[EXERCISE REQUIREMENTS]
Please reproduce the entries below exactly, omitting any images they contain.

[DATA EXTRACT]
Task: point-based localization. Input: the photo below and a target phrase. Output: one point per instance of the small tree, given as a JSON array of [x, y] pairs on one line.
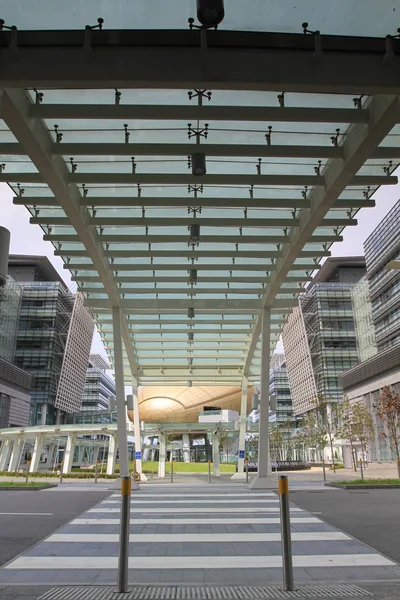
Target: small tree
[[363, 425], [326, 417], [346, 427], [387, 410]]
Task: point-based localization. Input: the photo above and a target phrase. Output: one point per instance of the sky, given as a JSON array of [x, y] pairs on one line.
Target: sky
[[28, 239]]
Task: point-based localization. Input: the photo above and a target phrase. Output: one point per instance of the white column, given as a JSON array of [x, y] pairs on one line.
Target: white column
[[147, 452], [37, 452], [215, 451], [242, 432], [69, 454], [5, 453], [136, 431], [16, 454], [186, 447], [112, 454], [120, 394], [264, 479], [161, 454], [43, 415]]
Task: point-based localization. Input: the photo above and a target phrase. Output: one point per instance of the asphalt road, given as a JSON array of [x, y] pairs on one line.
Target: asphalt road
[[50, 509], [371, 516]]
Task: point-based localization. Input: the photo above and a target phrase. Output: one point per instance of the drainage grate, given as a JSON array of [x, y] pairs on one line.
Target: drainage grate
[[206, 593]]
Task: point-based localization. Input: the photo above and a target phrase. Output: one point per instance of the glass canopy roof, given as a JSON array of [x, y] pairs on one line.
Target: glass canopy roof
[[108, 173]]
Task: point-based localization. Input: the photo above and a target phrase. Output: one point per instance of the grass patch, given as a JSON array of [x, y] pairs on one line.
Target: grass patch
[[370, 482], [21, 483], [152, 467]]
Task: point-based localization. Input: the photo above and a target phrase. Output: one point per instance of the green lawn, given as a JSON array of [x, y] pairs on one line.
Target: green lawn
[[21, 483], [370, 482], [152, 467]]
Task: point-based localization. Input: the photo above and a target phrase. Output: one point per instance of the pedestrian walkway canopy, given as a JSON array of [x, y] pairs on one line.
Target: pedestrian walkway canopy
[[193, 180]]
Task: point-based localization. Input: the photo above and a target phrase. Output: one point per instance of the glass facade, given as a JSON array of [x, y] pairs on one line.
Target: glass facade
[[99, 390], [279, 391], [363, 321], [382, 246], [46, 309], [10, 298]]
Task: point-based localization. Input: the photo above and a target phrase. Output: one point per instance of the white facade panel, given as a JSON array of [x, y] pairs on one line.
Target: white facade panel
[[298, 363], [76, 356]]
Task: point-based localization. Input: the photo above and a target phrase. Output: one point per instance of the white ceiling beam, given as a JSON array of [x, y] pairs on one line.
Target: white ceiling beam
[[131, 202], [358, 145], [185, 267], [189, 179], [177, 305], [36, 141], [195, 291], [268, 238], [134, 253], [185, 221], [160, 279], [172, 59], [208, 112]]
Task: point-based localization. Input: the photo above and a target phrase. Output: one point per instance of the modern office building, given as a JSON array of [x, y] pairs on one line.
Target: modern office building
[[99, 390], [382, 246], [319, 337], [279, 391], [15, 384], [363, 320], [53, 339]]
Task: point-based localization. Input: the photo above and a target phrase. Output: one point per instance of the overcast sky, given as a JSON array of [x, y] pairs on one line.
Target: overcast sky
[[28, 239]]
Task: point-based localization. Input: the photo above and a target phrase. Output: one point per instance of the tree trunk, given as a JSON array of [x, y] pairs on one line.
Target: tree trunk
[[353, 456], [333, 456]]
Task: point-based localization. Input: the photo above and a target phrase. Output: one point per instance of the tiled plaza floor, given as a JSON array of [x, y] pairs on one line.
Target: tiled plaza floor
[[200, 534]]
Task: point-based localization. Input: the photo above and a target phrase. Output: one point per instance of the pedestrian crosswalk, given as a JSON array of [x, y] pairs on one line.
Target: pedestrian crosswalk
[[217, 534]]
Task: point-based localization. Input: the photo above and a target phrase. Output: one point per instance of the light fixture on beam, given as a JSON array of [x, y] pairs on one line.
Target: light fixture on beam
[[210, 13], [194, 233], [199, 164]]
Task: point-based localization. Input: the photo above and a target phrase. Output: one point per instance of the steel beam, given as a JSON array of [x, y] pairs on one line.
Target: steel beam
[[173, 59], [177, 305], [268, 238], [36, 141], [132, 202], [310, 266], [133, 253], [359, 144], [178, 279], [165, 112], [189, 179], [185, 221]]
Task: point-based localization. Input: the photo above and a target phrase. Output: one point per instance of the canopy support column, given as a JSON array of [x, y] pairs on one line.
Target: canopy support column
[[242, 432], [264, 478]]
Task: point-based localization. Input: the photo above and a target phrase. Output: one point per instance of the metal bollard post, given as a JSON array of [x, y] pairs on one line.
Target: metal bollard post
[[123, 558], [361, 470], [287, 561]]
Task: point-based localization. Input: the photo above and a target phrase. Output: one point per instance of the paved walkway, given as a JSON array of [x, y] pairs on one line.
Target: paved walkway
[[216, 534]]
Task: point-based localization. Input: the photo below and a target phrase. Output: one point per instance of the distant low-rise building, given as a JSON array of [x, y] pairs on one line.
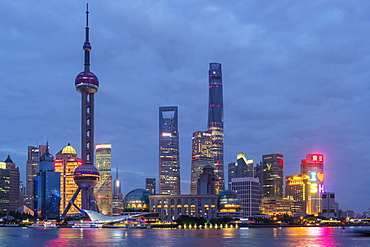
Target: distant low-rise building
[[171, 207], [280, 206]]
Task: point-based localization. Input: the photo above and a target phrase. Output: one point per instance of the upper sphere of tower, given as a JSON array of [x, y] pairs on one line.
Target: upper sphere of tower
[[87, 82], [87, 47], [69, 150], [47, 157]]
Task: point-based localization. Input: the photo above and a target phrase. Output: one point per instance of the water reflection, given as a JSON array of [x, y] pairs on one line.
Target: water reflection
[[286, 236]]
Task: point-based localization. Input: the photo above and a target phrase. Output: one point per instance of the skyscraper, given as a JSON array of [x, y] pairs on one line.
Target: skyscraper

[OUTPUT OF THE TASK]
Task: point-based localization. Input: the photo below and a target phrase. Output: one point per instance of the small tree, given as a JSON array of [x, y] pairs on one line.
Target: small tree
[[363, 425], [326, 417], [346, 427], [387, 410]]
Task: point-based localization. Input: the photo above and a target phrase. Output: one point per instance of the sky, given as a JSON array of [x, y] pairs on one line.
Target: sky
[[28, 239]]
Task: point-based localization. Input: the photo above and a target phrase. Output: one point per instance of the white column, given as a JSON array of [x, y] pairs on one line.
Target: white column
[[147, 452], [37, 452], [215, 451], [242, 432], [69, 454], [5, 453], [136, 431], [16, 454], [186, 447], [112, 454], [120, 394], [264, 479], [161, 454], [43, 415]]
Task: point-based localization. Input: the photo above and a target phrase. Output: one point per instance of the asphalt road, given as a JSON array of [x, y] pairs on one line.
Target: asphalt road
[[50, 509], [371, 516]]
Task: point-based localization. Input: the photo above and a target phrase. Output: one point per instance of the drainage grate, given as a JSON array of [x, y] pairs on one line.
Target: drainage grate
[[206, 593]]
Task: point-based localization. Input: the photo above and a target phrase. Output: one point per instance of the glass canopy roof, given as a JSON array of [x, y] pairs on one line.
Target: glass canopy roof
[[108, 173]]
Task: point-based localization. Input: the photo above and a target phrase. Output: one point per instance of the grass patch, given as a JSON array of [x, y] pairs on one line.
Target: grass patch
[[370, 482], [21, 483], [152, 467]]
Task: point-based localization. Input: the photo above and a target phrase. Output: one point per instance of the green lawn, given as a JSON array of [x, y] pairs on one line.
Target: green lawn
[[21, 483], [370, 482], [152, 467]]
Task: point-based localization. Input: the photo above and a target phrase. Output: one point per instance of the pedestrian walkway canopy, given as a JSON array of [x, y] pairs on one line.
Target: pedestrian walkway canopy
[[193, 180]]
Task: point-based localization. Input: the photo above and a target phrase. Output: one point per instance of the glass facade, given as a JSON array of [x, y] pairs on one line.
Target: glass facade
[[99, 390], [279, 391], [363, 321], [382, 246], [46, 309], [10, 298]]
Task: point-based localization. Input: the photo above and a target phrase. Output: one point per instance of the white facade panel, given as a JSON array of [x, y] pairs on one line.
Target: white facade panel
[[298, 363], [76, 356]]
Task: point-based localization. Input: the photo above and a target phrase. Output: one point per instance of the white ceiling beam, given as a JSON array of [x, y] pairs on one line.
Target: white ceiling beam
[[131, 202], [358, 145], [185, 267], [189, 179], [177, 305], [36, 141], [195, 291], [268, 238], [134, 253], [185, 221], [160, 279], [172, 59], [208, 112]]
Task: point-based localization. Input: the photo above and a target phrase. Output: one point per instance of the modern office building, given as a JSON array of [x, y] pairs on one line.
Target: modern office building
[[99, 390], [382, 246], [319, 337], [279, 391], [15, 384], [363, 320], [53, 339]]
Task: point-based localization. Input: the photo above and a target phrase. Output: one point per instance of the overcast sky, given as a JSON array of [x, y] pairs on one line.
Target: overcast sky
[[28, 239]]
Task: point-based localization. Input: the photo above and a target phrase. Output: one point per instance of the tree trunk, given as a JSON array of [x, y] pairs on one line.
Target: tree trunk
[[353, 456], [333, 456]]
Task: point-based localization. Input: the photo above and a target phrase. Output: one point per instance of the tiled plaza floor, given as a JSON array of [x, y] pairs on one line.
Target: tiled plaza floor
[[200, 534]]
Task: point-based localization. Input: the photo above and a target phrase. Output: one point per instance of the pedestrian crosswalk, given as a JSON array of [x, y] pairs on one line.
Target: pedestrian crosswalk
[[217, 534]]
Task: point-based localization. Input: the photo above and a target phrase. Output: one point per instance of the light fixture on beam, given as a JSON array of [x, y] pairs on one line.
Target: light fixture on beam
[[210, 13], [194, 233], [199, 164]]
Task: point-based localization. Input: the photo above and a target phrase. Output: one point per instance of the steel beam, given as a JSON array of [x, y] pairs on one line.
Target: steel beam
[[173, 59], [177, 305], [268, 238], [36, 141], [132, 202], [310, 266], [133, 253], [359, 144], [178, 279], [165, 112], [189, 179], [185, 221]]
Task: point-based localization. Input: the photo above and a target phrase. Output: one point per instance of the canopy support column, given as a JSON array of [x, y] pairs on one line.
Target: canopy support column
[[242, 432], [264, 478]]
Task: point-based localization. Input: the photo above and a target phrase. Output: one point per instance of the metal bollard post, given as a JSON array of [x, y] pairs on one line.
Target: metal bollard post
[[123, 558], [361, 470], [287, 561]]
Task: point-based localization. Input: the photo above and a target phrase. Output: one point per instance of the paved walkway, given as a JSON array of [x, y] pairs on one line.
Target: paved walkway
[[216, 534]]
Task: point-based localization. Input: the photo below and a target phrase. Output: one point per instance of the distant low-rise building, given as a JSON array of [x, y] pairs on one line.
Target: distant low-rise building
[[171, 207], [280, 206]]
Task: point-based localization. Input: the photo above and a target phrase. Output: one point per instance of the upper sphere of tower, given as a JSON array of [x, y] pairs on one line.
Target: upper sphere of tower
[[87, 82], [87, 47], [69, 150], [47, 157]]
Task: point-based localization. Input: the photo above and a target phrase. Output: one point per instance of the water reflection, given as a JSON array of [x, y] pairs on one line.
Target: water reflection
[[286, 236]]
Task: point-based localization. Input: the photo above and a target phrase. Output: one point per instance of the skyscraper, given as a JSON array of [x, y] pairs on one line.
Target: skyscraper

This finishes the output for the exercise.